Transcribe the records below exactly.

## BEGIN PROVIDED INFORMATION

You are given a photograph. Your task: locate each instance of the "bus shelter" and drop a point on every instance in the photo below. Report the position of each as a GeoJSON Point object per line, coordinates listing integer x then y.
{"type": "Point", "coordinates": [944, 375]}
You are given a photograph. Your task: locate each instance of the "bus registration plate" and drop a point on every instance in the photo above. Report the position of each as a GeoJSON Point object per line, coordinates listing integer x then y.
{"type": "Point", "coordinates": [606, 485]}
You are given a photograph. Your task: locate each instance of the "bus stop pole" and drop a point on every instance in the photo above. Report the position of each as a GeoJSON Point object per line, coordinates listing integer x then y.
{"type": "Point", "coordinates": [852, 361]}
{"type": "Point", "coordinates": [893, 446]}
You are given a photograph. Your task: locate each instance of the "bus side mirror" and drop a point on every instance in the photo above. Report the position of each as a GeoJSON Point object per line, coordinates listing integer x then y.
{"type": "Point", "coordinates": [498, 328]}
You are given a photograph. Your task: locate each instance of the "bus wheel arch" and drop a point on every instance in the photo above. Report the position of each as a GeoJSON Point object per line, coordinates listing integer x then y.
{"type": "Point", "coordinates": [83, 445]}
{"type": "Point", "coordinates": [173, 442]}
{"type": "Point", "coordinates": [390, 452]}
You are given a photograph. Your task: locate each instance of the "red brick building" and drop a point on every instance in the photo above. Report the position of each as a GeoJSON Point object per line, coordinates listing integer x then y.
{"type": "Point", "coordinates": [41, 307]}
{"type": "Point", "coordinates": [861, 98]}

## END PROVIDED INFORMATION

• [EXPECTED ANSWER]
You are given a photograph. Your task: locate each instance of the "bus shelter" and drop a point on every instance in the photo below. Report the position of each as a GeoJSON Point object per line, coordinates listing integer x then y.
{"type": "Point", "coordinates": [944, 375]}
You are given a photograph. Your task: locate each instance of the "bus registration plate" and drop a point on every instance in the photo above. Report the position of each as a GeoJSON Point object per line, coordinates listing integer x then y.
{"type": "Point", "coordinates": [606, 485]}
You are given a photograph. Your task: locate each instance of the "bus stop pole" and drop a point on every instance in the photo above. Report the position of each as a GeoJSON Point object per line, coordinates listing integer x then y.
{"type": "Point", "coordinates": [852, 361]}
{"type": "Point", "coordinates": [893, 446]}
You are given a photograph. Your task: locate each instance of the "bus side mirror" and drop a point on every instance in the photo above. Report the position of each as a GeoJSON Point object per line, coordinates listing integer x then y.
{"type": "Point", "coordinates": [498, 328]}
You are given a photograph. Your task: locate each instance of the "bus wheel arch" and drop a point on every instance in the photo above. Report the position of each as a GeoJSON Point object per line, coordinates listing integer x then y.
{"type": "Point", "coordinates": [83, 445]}
{"type": "Point", "coordinates": [173, 442]}
{"type": "Point", "coordinates": [390, 452]}
You are given a photograph. Your task: locate each instance of the "red brick building" and drop a point on every instance in the photo above. Report the position of each as a GeoJSON Point object per line, coordinates listing integer x then y.
{"type": "Point", "coordinates": [41, 307]}
{"type": "Point", "coordinates": [861, 98]}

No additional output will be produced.